The data
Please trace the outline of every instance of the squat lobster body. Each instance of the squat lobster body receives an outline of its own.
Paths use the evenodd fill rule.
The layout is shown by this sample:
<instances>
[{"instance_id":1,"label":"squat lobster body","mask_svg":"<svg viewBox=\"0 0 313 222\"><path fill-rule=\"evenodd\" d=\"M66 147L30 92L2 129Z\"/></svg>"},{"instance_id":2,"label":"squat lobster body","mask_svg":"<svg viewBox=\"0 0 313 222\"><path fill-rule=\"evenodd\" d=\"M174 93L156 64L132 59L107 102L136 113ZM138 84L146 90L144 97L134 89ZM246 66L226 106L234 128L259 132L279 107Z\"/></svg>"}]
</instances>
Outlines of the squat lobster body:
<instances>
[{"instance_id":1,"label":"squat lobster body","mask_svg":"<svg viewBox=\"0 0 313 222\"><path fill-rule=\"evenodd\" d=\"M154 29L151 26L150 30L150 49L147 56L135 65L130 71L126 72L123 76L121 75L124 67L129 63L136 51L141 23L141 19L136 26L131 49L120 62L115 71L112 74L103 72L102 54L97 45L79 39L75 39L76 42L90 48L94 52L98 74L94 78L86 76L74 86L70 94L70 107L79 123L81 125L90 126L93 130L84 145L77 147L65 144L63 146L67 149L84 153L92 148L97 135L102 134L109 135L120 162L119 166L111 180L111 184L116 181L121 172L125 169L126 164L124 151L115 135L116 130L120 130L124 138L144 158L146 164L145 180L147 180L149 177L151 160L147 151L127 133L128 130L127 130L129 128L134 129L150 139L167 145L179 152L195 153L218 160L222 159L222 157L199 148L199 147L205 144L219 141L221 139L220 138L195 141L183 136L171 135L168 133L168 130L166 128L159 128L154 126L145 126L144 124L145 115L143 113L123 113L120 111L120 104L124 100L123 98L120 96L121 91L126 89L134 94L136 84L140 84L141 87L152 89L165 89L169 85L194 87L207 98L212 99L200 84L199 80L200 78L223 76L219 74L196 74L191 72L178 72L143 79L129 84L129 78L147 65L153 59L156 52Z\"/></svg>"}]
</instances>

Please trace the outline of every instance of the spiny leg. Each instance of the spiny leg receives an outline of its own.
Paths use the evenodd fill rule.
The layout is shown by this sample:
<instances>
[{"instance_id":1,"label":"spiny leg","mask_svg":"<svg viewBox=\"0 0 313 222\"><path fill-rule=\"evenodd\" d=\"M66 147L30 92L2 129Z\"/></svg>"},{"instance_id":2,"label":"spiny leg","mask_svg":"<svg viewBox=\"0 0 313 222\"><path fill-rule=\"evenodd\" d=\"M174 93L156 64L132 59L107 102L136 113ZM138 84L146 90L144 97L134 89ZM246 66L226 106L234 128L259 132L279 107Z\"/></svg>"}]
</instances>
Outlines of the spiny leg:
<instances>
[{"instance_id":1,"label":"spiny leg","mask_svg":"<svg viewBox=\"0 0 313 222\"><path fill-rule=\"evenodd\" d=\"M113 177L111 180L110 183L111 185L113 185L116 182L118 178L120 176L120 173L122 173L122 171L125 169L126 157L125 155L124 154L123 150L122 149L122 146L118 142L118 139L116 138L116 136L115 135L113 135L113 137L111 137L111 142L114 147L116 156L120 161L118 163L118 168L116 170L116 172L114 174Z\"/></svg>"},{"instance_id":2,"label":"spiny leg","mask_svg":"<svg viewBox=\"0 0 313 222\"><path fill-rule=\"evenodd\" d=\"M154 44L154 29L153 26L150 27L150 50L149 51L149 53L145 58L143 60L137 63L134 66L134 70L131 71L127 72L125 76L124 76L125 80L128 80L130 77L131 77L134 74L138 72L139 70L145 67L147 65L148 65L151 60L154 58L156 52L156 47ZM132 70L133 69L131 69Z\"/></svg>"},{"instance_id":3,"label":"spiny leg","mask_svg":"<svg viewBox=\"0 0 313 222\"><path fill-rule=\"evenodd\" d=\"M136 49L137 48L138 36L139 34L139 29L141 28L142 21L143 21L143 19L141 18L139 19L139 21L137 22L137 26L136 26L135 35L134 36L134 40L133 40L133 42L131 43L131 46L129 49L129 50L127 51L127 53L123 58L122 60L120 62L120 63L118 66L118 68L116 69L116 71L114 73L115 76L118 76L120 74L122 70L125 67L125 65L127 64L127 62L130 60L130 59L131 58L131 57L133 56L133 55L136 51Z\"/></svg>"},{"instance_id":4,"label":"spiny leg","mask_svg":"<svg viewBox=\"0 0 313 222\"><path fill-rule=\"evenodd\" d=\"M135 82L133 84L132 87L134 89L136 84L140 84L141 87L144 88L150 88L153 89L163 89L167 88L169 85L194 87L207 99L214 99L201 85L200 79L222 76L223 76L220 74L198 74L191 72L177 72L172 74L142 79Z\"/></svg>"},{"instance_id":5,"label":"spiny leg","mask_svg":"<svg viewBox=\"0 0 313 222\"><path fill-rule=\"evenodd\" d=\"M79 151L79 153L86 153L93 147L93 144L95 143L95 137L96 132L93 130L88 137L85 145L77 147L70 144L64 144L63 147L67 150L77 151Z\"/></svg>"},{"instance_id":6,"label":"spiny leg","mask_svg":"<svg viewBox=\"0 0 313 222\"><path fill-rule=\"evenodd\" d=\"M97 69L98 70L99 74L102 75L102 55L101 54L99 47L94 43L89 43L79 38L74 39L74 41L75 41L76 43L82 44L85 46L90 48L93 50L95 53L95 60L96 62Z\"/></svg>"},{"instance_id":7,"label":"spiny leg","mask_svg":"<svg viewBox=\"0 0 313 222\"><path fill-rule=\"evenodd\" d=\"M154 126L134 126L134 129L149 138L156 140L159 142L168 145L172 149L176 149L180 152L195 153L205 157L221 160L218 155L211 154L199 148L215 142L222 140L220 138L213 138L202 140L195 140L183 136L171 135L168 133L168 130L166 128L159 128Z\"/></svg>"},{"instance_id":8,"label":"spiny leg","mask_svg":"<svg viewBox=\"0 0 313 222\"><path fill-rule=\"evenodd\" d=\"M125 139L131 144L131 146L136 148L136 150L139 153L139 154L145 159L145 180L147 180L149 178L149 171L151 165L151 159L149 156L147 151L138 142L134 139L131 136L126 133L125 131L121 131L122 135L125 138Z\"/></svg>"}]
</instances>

Short task
How many lines of the listing above contain the word "receives"? Reply with the number alone.

Result for this task
2